Task instructions.
[A] Update the Makoko passage between "Assisted by local" and "locally sourced produce.", inclusive, replacing "fishermen" with "fishers".
[B] Answer these questions from the Makoko passage:
(i) What is the estimated population of Lagos?
(ii) Who assists the baale of Makoko?
(iii) What has come to replace locally sourced fish?
[C] List the basic services that the Makoko passage says city authorities have withheld from the community.
**** Text block ****
MAKOKO

  • In recent years, Lagos has mushroomed into Africa's biggest city, with a population estimated at over 20 million. Somehow, Makoko has remained untouched by the breakneck development occurring all around it in downtown Lagos. City authorities refuse to recognize the huge web of interlinking clusters of slum houses as a legitimate settlement and have withheld basic services such as electricity, water, schools, and hospitals from the community.

    Assisted by local vigilante groups, the baale (or chieftains) of Makoko make decisions  to ensure law and order, and private enterprise takes care of the rest. Like any other neighborhood, Makoko has private schools, health clinics, traditional healers, restaurants, hair salons, churches, photo studios, and tailor shops. Ironically, water - clean water - poses the greatest challenge for this floating city. Clean water is available for a fee from local businesses. Worryingly for a community of fishermen, the polluted waters in Lagos Bay and nearby are increasingly devoid of fish, and frozen fish imported from Europe has come to replace locally sourced produce.
**** Data extract ****
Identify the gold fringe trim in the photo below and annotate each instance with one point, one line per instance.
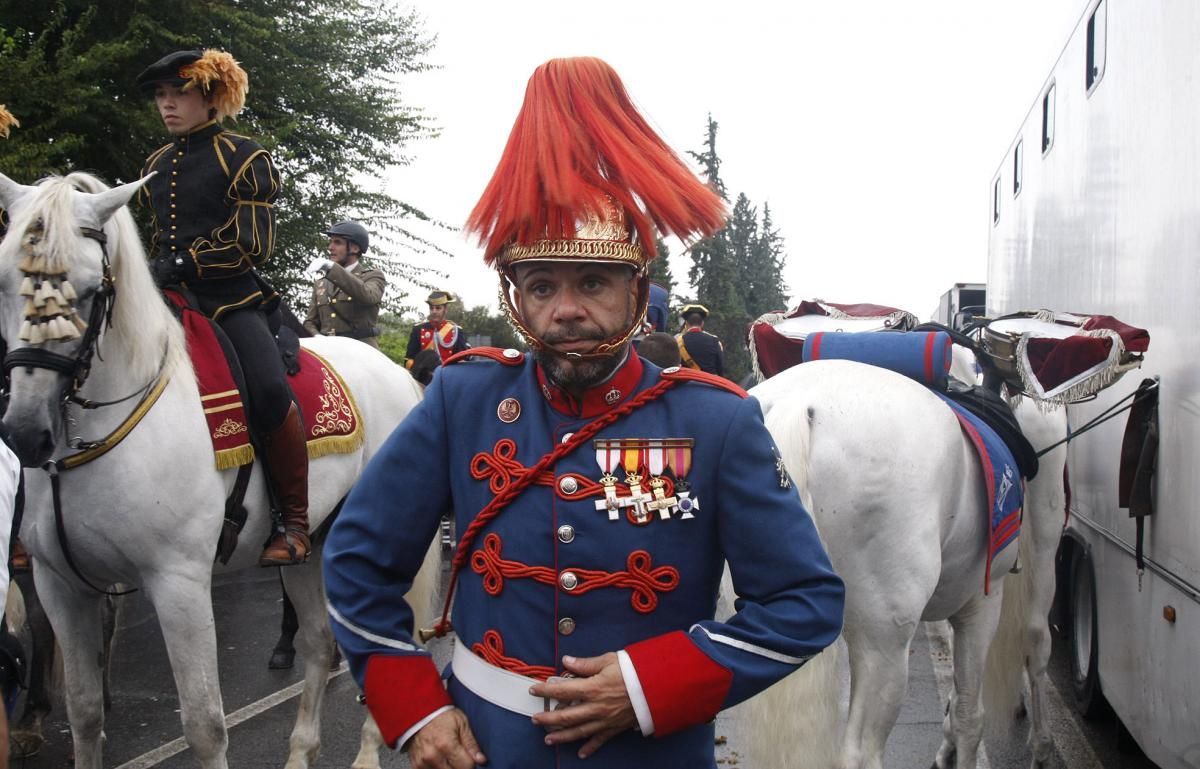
(327, 445)
(339, 444)
(231, 458)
****
Solutions per task.
[A]
Assisted by local vigilante groups, the baale (or chieftains) of Makoko make decisions  to ensure law and order, and private enterprise takes care of the rest. Like any other neighborhood, Makoko has private schools, health clinics, traditional healers, restaurants, hair salons, churches, photo studios, and tailor shops. Ironically, water - clean water - poses the greatest challenge for this floating city. Clean water is available for a fee from local businesses. Worryingly for a community of fishers, the polluted waters in Lagos Bay and nearby are increasingly devoid of fish, and frozen fish imported from Europe has come to replace locally sourced produce.

[B]
(i) Over 20 million
(ii) Local vigilante groups
(iii) Frozen fish imported from Europe

[C] Electricity, water, schools, hospitals